### WHAT YOU SHOULD DO
Copy all of the material below, requests included, and scale the polygon coordinates in the answers by 1.9, rounding each to a whole number with halves rounded up. Keep every number in the requests and their sample output as it is, and leave the pictures out.

### EXTRACTED INFORMATION
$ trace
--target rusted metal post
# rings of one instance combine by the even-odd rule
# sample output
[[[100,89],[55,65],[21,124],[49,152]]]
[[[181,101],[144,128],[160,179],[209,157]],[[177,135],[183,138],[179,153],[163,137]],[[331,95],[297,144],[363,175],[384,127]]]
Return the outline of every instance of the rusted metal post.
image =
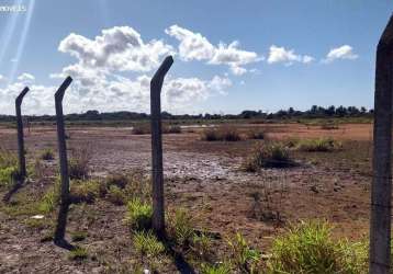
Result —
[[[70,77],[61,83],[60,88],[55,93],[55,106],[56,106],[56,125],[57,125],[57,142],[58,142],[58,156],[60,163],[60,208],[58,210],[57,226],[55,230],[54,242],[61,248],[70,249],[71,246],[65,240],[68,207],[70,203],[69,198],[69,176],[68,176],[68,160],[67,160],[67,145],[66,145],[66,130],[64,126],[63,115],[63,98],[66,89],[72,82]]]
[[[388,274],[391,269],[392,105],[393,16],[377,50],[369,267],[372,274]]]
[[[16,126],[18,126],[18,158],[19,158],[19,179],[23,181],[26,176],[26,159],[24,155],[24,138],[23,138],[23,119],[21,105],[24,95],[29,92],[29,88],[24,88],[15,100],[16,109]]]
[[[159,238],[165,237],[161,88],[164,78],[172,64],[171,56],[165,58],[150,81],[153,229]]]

### RESULT OF THIS TASK
$ trace
--target rusted metal post
# rings of one instance combine by the even-odd rule
# sample output
[[[100,89],[55,65],[21,124],[49,152]]]
[[[181,101],[144,128],[160,179],[209,157]],[[177,135],[183,138],[179,153],[163,137]],[[331,95],[297,144],[363,175],[384,127]]]
Return the outline of every instance of the rusted metal post.
image =
Result —
[[[133,146],[116,158],[114,167],[105,177],[105,201],[106,201],[106,238],[108,238],[108,270],[110,270],[110,296],[114,310],[114,395],[110,399],[108,429],[105,437],[103,460],[116,471],[133,473],[135,467],[124,456],[129,393],[133,386],[131,376],[131,334],[129,334],[129,304],[127,304],[127,276],[125,276],[125,247],[122,239],[120,219],[120,186],[125,169],[137,156]]]
[[[737,521],[743,511],[745,200],[747,30],[716,95],[701,507],[707,521]]]
[[[30,239],[34,239],[34,300],[36,300],[36,340],[44,344],[49,334],[49,302],[46,295],[46,262],[44,262],[44,226],[40,200],[46,181],[55,175],[55,167],[46,167],[29,190],[30,207]]]
[[[302,452],[314,450],[306,167],[312,148],[327,122],[325,106],[314,110],[285,154],[291,435]]]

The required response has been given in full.